### STATED PROBLEM
Render the entries below as a two-column CSV headed label_text and boxes, with one row per entry. Enclose each field in double quotes and replace any line breaks with spaces.
------------------------
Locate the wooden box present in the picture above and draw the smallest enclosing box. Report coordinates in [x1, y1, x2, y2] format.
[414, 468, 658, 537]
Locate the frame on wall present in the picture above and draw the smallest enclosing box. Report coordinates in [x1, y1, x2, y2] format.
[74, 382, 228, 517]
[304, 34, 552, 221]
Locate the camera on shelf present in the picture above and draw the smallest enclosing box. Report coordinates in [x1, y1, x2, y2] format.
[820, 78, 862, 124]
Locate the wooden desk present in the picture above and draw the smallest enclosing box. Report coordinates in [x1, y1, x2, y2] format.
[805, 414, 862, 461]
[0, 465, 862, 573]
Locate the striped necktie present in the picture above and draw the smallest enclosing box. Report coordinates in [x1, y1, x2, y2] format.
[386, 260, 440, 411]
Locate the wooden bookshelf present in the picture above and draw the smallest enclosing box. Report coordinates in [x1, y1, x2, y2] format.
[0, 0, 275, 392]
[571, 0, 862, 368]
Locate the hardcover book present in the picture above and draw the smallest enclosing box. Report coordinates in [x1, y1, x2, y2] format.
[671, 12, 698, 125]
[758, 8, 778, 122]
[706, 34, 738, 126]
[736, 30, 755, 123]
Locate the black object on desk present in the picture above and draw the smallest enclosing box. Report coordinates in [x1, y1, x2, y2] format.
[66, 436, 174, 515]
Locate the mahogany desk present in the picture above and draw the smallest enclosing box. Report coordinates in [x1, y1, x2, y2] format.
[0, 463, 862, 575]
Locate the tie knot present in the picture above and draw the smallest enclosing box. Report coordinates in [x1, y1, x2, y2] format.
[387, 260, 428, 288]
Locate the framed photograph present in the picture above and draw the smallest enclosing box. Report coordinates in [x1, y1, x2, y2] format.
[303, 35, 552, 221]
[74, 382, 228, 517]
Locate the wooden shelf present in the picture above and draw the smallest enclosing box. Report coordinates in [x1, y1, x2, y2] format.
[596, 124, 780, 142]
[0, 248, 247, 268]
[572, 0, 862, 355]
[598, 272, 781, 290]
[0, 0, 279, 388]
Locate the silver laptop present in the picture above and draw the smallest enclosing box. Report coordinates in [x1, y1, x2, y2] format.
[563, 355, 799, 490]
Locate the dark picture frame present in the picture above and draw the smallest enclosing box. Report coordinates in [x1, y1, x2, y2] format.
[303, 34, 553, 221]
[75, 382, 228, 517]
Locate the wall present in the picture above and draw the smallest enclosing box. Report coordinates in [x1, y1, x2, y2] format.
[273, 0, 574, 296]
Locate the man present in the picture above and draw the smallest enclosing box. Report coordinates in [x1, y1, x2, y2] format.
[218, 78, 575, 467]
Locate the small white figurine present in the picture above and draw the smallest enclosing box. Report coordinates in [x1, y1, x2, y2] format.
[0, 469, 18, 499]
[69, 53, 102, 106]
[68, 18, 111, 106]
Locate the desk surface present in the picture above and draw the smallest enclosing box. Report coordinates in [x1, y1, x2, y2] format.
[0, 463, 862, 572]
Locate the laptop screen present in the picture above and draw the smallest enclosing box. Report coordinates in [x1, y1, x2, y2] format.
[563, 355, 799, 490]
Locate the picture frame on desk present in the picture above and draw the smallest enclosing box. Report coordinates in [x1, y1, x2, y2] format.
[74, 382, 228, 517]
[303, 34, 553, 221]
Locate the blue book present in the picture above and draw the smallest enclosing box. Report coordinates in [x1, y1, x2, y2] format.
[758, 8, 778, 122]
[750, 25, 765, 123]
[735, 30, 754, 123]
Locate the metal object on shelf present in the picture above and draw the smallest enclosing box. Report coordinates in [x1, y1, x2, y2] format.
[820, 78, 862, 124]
------------------------
### FINAL RESULT
label_text,boxes
"Locate the wooden box present in the picture above and draw the smallest enclosing box. Report coordinates in [x1, y1, x2, y2] format.","[414, 468, 658, 537]"
"Locate the frame on wall present in the picture above and draw the smallest enclosing box. Report coordinates in [x1, y1, x2, y2] format.","[74, 382, 228, 517] [304, 34, 552, 221]"
"Locate the camera on shelf present in the picture above and draw the smallest enclosing box. Report coordinates in [x1, y1, x2, y2] format.","[820, 78, 862, 124]"
"Locate the wooden desk present in the picture above and draw the smallest enclosing box. Report coordinates in [x1, y1, x2, y2] format.","[805, 414, 862, 461] [0, 465, 862, 573]"
"Locate the striped necktie present in the picture above and draw the smallest enclosing box. Report coordinates in [x1, y1, x2, y2] format.","[386, 260, 440, 411]"
"Locate the wooden bookshelf present in the picture above and draw the smallest enclosing box. Report coordinates in [x1, y1, x2, y2] format.","[0, 0, 275, 392] [571, 0, 862, 368]"
"Locate the hardcover book present in the picture above and draw the smallest enclosing box. Report coordinates in [x1, y1, x2, y2] format.","[671, 12, 698, 125] [758, 8, 778, 122] [706, 34, 738, 126] [736, 30, 755, 123]"
"Locate the black object on desk present in the picture above and draw the smallest enclosing box. Report coordinates in [x1, y1, x2, y2] format.","[66, 436, 174, 515]"
"Locate the mahogany desk present in the picture above and draw the smallest enclosing box. Report coordinates in [x1, y1, x2, y2] format.","[0, 463, 862, 575]"
"Locate the tie knot present in the picture above and draw the smallest enclosing box. Report coordinates in [x1, y1, x2, y2] format.","[387, 260, 428, 288]"
"Locate the framed photograph present in the picture above and draw the smallest enclosing box. Report coordinates in [x1, y1, x2, y2] format.","[303, 35, 552, 221] [74, 382, 228, 517]"
"Locate the wooden shelf present in the picture above and draw the smallest enclosing box. Report coordinates in [x1, y1, x2, y2] format.","[596, 124, 780, 142] [0, 248, 247, 268] [572, 0, 862, 355] [598, 272, 781, 290] [0, 0, 279, 388]"
"Locate the silver laptop present in the picture above and draw the smallest enclosing box. Report coordinates in [x1, y1, x2, y2] format.","[563, 355, 799, 490]"
"Locate the dark picture frame present in the picture above and draw the smallest enclosing box. Report coordinates in [x1, y1, x2, y2] format.","[303, 34, 553, 221] [75, 382, 228, 517]"
"Locate the wall present in the picture above and draw the smallest enclosing box. Report coordinates in [x1, y1, x2, y2] format.","[273, 0, 574, 296]"
"Locate the man present in the picture above and draw the smallest enclosing box. Report coordinates in [x1, y1, x2, y2] format.","[218, 78, 575, 467]"
"Locate the small white figurine present in the picture above and draw the smallest enclosing box. Report coordinates in [x1, y1, x2, y2] format.","[0, 469, 18, 499] [69, 53, 102, 106] [68, 18, 111, 106]"
"Locate the desk surface present in the picture above and draw the smallest enclosing box. Report coordinates in [x1, y1, x2, y2] format.","[0, 463, 862, 572]"
"Locate the laptop screen present in the picture above and draw the smallest enclosing box. Report coordinates in [x1, y1, x2, y2] format.","[563, 355, 799, 490]"
"Locate the picture frame on desk present in the picture above and draw the smallest enclosing box. Report coordinates in [x1, y1, x2, y2] format.","[74, 382, 228, 517] [303, 34, 553, 221]"
"Locate the blue book present in the picture above and draw the smallest enclosing box. Report coordinates in [x1, y1, x2, y2] format.","[758, 8, 778, 122] [750, 25, 765, 123] [735, 30, 754, 123]"
"Locate the metal object on shelf present in the picture above and draw the smallest enclosing box. Report coordinates in [x1, y1, x2, y2] format.","[820, 78, 862, 124]"